*** Quelltext ***
Die Emails zeigen, wie Personalentscheidungen im Kabinett Strassers in den Jahren 2001 und 2002 diskutiert wurden. So warnte Personalchef Ernst Kloibmüller den Minister vor einem Polizisten, für den zwar VP-Landeshauptmann Erwin Pröll interveniert hatte, der aber der SPÖ zugerechnet wurde: "der von pröll angesprochene kandidat ist nicht unsererer!!!! (...) man sollte lh von weiterem engagement abraten." Selbst bei der Errichtung von Polizeidienststellen zählten demnach parteipolitische Kriterien (konkret die "Farbe" der jeweiligen Bürgermeister).

Der Grüne Sicherheitssprecher Peter Pilz, der die Emails damals veröffentlicht hatte, kritisierte im Ausschuss nun den Umgang der Staatsanwaltschaft mit dem Thema. Bei ihr gingen nämlich 2008 zwei Anzeigen ein: Eine gegen das Ministerbüro wegen Amtsmissbrauchs sowie eine Anzeige Strassers, der von "gestohlenen Emails" sprach und den Daten-Diebstahl geklärt wissen wollte. Pilz warf dem Staatsanwalt vor, keine Ermittlungsschritte gesetzt zu haben, obwohl der Amtsmissbrauchs-Verdacht bereits "akut von Verjährung bedroht war".

"Mir ist dieses Email-Konvolut entgangen"

Der zuständige Staatsanwalt Christian Walzi verwies darauf, dass auch zusätzliche Ermittlungsschritte seinerseits nach damaliger Rechtslage nichts an der drohenden Verjährung (fünf Jahre nach der jeweiligen Postenbesetzung, Anm.) geändert hätten. Allerdings räumte Walzi ein, dass er die entsprechende, 150 Seiten starke Anzeige in dem von seinem Vorgänger übernommenen Akt "übersehen" habe: "Mir ist dieses Email-Konvolut entgangen, bei meinen Ermittlungen."
***
* [Aufgabenstellung]
A) Wie lautet die Passage aus dem Text über die Strasser-Emails von „Die Emails zeigen, wie“ bis einschließlich „der jeweiligen Bürgermeister).“, wenn Sie darin „Polizeidienststellen“ in „Polizeiinspektionen“ ändern?
B) Beantworten Sie anhand des Textes über die Strasser-Emails:
(i) Wer war Personalchef im Kabinett Strassers?
(ii) Wie viele Anzeigen gingen 2008 bei der Staatsanwaltschaft ein?
(iii) Wie viele Seiten umfasste die Anzeige, die der Staatsanwalt übersehen hatte?
*** Datensatzauszug ***
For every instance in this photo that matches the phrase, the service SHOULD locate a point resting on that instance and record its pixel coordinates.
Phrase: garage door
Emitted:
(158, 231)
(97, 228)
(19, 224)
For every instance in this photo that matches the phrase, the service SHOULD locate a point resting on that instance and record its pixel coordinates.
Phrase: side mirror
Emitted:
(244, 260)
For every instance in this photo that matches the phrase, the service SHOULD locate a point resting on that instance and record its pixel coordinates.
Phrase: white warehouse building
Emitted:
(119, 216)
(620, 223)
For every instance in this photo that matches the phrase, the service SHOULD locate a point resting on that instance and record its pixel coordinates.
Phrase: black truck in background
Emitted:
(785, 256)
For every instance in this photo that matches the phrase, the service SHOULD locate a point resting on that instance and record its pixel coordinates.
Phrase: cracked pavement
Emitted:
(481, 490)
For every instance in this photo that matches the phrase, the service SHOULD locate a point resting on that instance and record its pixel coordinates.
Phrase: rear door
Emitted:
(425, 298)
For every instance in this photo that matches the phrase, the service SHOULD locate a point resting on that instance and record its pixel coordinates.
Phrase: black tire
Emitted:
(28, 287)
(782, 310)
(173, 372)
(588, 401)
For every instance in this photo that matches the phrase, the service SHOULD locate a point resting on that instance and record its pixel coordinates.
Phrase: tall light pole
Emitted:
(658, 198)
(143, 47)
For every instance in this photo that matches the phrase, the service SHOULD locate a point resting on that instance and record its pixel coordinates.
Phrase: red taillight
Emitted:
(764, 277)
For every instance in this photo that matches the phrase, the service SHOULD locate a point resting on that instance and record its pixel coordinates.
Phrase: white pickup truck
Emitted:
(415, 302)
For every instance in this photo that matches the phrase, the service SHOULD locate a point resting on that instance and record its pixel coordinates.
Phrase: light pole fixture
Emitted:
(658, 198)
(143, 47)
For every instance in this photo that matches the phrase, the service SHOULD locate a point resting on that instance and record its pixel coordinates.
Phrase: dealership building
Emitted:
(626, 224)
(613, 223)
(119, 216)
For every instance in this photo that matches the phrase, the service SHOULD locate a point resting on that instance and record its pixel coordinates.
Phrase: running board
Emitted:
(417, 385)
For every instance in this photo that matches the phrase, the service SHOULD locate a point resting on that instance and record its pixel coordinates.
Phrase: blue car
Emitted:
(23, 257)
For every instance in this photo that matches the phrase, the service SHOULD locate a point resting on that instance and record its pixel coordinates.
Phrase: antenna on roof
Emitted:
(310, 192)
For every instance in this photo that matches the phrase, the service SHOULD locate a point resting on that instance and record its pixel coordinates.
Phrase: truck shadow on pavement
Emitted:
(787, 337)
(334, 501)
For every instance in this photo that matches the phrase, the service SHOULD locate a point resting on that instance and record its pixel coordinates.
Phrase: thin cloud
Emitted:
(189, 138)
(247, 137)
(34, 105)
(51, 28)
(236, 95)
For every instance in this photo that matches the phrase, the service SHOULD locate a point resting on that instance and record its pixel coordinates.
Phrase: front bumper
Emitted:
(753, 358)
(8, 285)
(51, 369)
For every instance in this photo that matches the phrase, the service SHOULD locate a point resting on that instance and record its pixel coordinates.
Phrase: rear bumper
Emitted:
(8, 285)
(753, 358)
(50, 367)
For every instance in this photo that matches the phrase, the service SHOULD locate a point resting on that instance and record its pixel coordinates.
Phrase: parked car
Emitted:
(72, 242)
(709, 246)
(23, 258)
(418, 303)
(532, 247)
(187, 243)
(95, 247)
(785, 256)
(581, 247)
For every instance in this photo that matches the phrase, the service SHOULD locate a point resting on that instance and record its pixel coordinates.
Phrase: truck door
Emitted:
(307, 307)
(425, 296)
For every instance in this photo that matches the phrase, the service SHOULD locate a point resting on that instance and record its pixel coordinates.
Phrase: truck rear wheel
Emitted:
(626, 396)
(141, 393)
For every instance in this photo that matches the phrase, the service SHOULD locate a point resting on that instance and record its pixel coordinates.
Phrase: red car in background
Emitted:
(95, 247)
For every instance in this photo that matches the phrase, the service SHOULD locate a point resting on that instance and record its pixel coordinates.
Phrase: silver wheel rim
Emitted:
***
* [Musterlösungen]
A)
Die Emails zeigen, wie Personalentscheidungen im Kabinett Strassers in den Jahren 2001 und 2002 diskutiert wurden. So warnte Personalchef Ernst Kloibmüller den Minister vor einem Polizisten, für den zwar VP-Landeshauptmann Erwin Pröll interveniert hatte, der aber der SPÖ zugerechnet wurde: "der von pröll angesprochene kandidat ist nicht unsererer!!!! (...) man sollte lh von weiterem engagement abraten." Selbst bei der Errichtung von Polizeiinspektionen zählten demnach parteipolitische Kriterien (konkret die "Farbe" der jeweiligen Bürgermeister).

B)
(i) Ernst Kloibmüller
(ii) Zwei
(iii) 150 Seiten